§ Labeled area outline entries:

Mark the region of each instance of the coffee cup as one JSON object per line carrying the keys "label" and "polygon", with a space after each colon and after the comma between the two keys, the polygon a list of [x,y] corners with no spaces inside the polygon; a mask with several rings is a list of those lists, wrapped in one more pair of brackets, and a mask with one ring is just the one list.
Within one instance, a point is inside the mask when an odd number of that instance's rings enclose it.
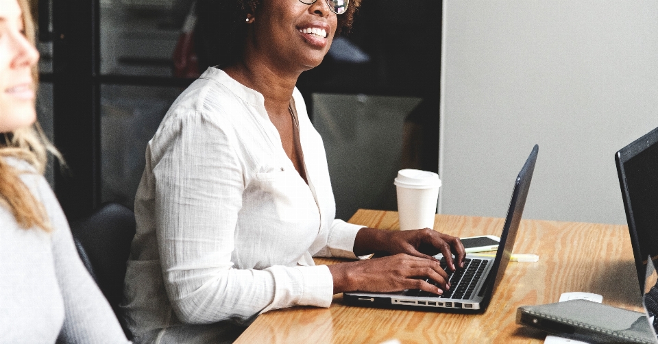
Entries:
{"label": "coffee cup", "polygon": [[393,183],[398,191],[400,230],[434,229],[441,180],[434,172],[400,170]]}

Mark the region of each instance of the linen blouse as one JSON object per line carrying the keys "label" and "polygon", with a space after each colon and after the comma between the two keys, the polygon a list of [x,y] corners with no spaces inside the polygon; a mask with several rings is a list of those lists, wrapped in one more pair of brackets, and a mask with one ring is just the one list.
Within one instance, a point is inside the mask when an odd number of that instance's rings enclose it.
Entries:
{"label": "linen blouse", "polygon": [[21,172],[53,230],[23,229],[0,206],[0,343],[130,343],[82,265],[46,180],[25,161],[0,159]]}
{"label": "linen blouse", "polygon": [[135,201],[123,308],[138,336],[330,304],[331,273],[312,256],[356,258],[363,226],[334,219],[322,140],[293,97],[308,185],[263,95],[224,71],[209,68],[171,106]]}

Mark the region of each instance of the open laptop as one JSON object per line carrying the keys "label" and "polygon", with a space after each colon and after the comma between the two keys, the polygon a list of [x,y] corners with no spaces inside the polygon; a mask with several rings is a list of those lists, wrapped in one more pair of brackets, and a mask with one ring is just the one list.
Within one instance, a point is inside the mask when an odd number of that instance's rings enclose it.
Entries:
{"label": "open laptop", "polygon": [[658,128],[618,151],[615,162],[643,293],[647,257],[658,259]]}
{"label": "open laptop", "polygon": [[[345,293],[343,297],[345,303],[370,307],[483,312],[502,280],[509,262],[538,151],[539,146],[535,145],[514,182],[514,191],[495,258],[467,254],[464,269],[455,273],[446,269],[444,260],[441,260],[441,266],[448,273],[452,286],[450,290],[444,291],[442,295],[418,290],[391,293]],[[435,257],[442,258],[440,254]]]}

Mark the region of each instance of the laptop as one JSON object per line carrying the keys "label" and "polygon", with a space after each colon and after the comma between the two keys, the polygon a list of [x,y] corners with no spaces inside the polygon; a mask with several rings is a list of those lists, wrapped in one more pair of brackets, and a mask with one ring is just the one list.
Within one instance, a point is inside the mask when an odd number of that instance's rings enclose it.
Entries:
{"label": "laptop", "polygon": [[[507,210],[507,217],[500,235],[500,243],[495,258],[477,255],[466,255],[464,269],[452,273],[446,269],[445,260],[441,267],[450,276],[452,287],[443,295],[437,295],[419,290],[405,290],[399,293],[344,293],[347,304],[381,308],[403,308],[422,310],[459,311],[463,312],[484,312],[489,300],[504,275],[516,233],[521,221],[521,214],[526,204],[530,182],[537,162],[539,146],[535,145],[530,156],[521,169],[514,182],[514,191]],[[432,283],[432,280],[428,280]]]}
{"label": "laptop", "polygon": [[658,259],[658,128],[615,154],[640,293],[647,257]]}

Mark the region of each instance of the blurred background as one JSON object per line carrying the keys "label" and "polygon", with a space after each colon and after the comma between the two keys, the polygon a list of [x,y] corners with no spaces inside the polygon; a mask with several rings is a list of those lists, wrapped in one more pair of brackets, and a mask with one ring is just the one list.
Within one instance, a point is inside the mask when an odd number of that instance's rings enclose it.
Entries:
{"label": "blurred background", "polygon": [[[49,182],[70,219],[107,201],[132,208],[147,143],[211,63],[201,24],[212,16],[196,15],[195,0],[32,5],[39,120],[68,166],[60,173],[51,163]],[[441,29],[441,1],[365,1],[352,32],[300,78],[324,138],[338,217],[395,210],[400,168],[438,171]]]}

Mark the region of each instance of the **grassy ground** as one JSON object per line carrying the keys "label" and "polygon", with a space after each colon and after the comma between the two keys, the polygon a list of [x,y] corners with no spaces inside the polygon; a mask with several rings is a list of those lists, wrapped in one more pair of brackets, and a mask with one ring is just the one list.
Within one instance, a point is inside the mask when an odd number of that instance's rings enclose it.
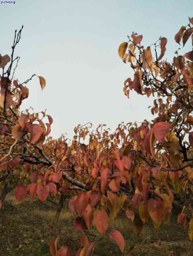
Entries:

§ Instructions for the task: Set the listing down in full and exactly. Pictures within it should not appear in the copy.

§ Output for this task:
Mark the region of each instance of the coffee cup as one JSON object per line carrying the keys "label" and "polygon", with a space after each colon and after the comma between the two keys, the polygon a list of [x,y] corners with no spaces inside the polygon; a mask with several rings is a list of those lists, wrapped in one more pair of brackets, and a mask with one ring is just the one list.
Within one instance, a point is inside the mask when an odd number of that instance's rings enclose it.
Entries:
{"label": "coffee cup", "polygon": [[393,183],[398,191],[400,230],[434,229],[441,180],[434,172],[400,170]]}

Mark the region of each instance of the linen blouse as one JSON object per line carrying the keys "label" and "polygon", with a space after each colon and after the comma between the two keys, the polygon a list of [x,y] corners with no spaces inside the polygon; a mask with several rings is a list of those lists, wrapped in one more pair of brackets, and a mask with one ring is just the one list.
Within one instance, a point is inside the mask when an odd number of that instance's rings enclose it.
Entries:
{"label": "linen blouse", "polygon": [[21,172],[53,230],[23,229],[0,206],[0,343],[130,343],[82,265],[46,180],[25,161],[0,159]]}
{"label": "linen blouse", "polygon": [[135,201],[123,308],[138,336],[330,304],[331,273],[312,256],[356,258],[363,226],[334,219],[322,140],[293,97],[308,185],[263,95],[224,71],[209,68],[171,106]]}

Mark the region of each instance of the open laptop as one JSON object per line carrying the keys "label" and "polygon", with a space after each colon and after the comma between the two keys, the polygon a list of [x,y] corners with no spaces inside the polygon; a mask with several rings is a list of those lists, wrapped in one more pair of brackets, and a mask with one ring is just the one list.
Within one instance, a point is inside the mask when an odd number of that instance's rings enclose it.
Entries:
{"label": "open laptop", "polygon": [[658,128],[618,151],[615,162],[643,293],[647,257],[658,259]]}
{"label": "open laptop", "polygon": [[[345,293],[343,297],[345,303],[370,307],[483,312],[502,280],[509,262],[538,151],[539,146],[535,145],[514,182],[514,191],[495,258],[467,254],[464,269],[455,273],[446,269],[444,260],[441,260],[441,266],[448,273],[452,286],[450,290],[444,291],[442,295],[418,290],[391,293]],[[435,257],[442,258],[440,254]]]}

Mark the region of each instance of the laptop as one JSON object per line carrying the keys "label" and "polygon", with a space after each colon and after the comma between the two keys, the polygon a list of [x,y] corners with no spaces inside the polygon; a mask with several rings is a list of those lists, wrapped in one more pair of brackets, and a mask with one ring is just the one list.
Within one instance, a point is inside the mask when an odd number of that instance's rings enclose it.
Entries:
{"label": "laptop", "polygon": [[[507,210],[507,217],[500,235],[500,243],[495,258],[477,255],[466,255],[464,269],[452,273],[446,269],[445,260],[441,267],[450,276],[452,287],[443,295],[437,295],[419,290],[405,290],[399,293],[344,293],[347,304],[381,308],[403,308],[422,310],[459,311],[463,312],[484,312],[489,300],[504,275],[516,233],[521,221],[521,214],[526,204],[530,182],[537,162],[539,146],[535,145],[530,156],[521,169],[514,182],[514,191]],[[432,283],[432,280],[428,280]]]}
{"label": "laptop", "polygon": [[658,259],[658,128],[615,154],[640,293],[647,257]]}

Mark the region of each instance of the blurred background as one JSON object per line carrying the keys "label" and "polygon", with a space after each colon and after the comma between the two keys, the polygon a list of [x,y] corners with no spaces inside the polygon; a mask with several rings is a list of those lists, wrapped in one more pair of brackets, and a mask with one ring is just the one list.
Within one instance, a point is inside the mask when an odd number of that instance's rings enclose it.
Entries:
{"label": "blurred background", "polygon": [[[49,182],[70,219],[107,201],[132,208],[147,143],[211,63],[201,24],[212,16],[196,15],[195,0],[32,5],[39,120],[68,166],[60,173],[51,163]],[[441,29],[441,1],[365,1],[352,32],[300,78],[324,138],[338,217],[395,210],[400,168],[438,171]]]}

Mark the region of each instance of the **grassy ground** as one JSON object per line carrying the keys "label" and "polygon", with a space after each colon and after the comma between the two keys, the polygon a list of [x,y] corners with no spaces inside the polygon; a mask with several rings is a list of those lists, wrapped in one more pair of brackets, and a mask with one ring is just the one list.
Within one instance, a point is inside the mask when an odd number of that instance's rings enclose it.
Entries:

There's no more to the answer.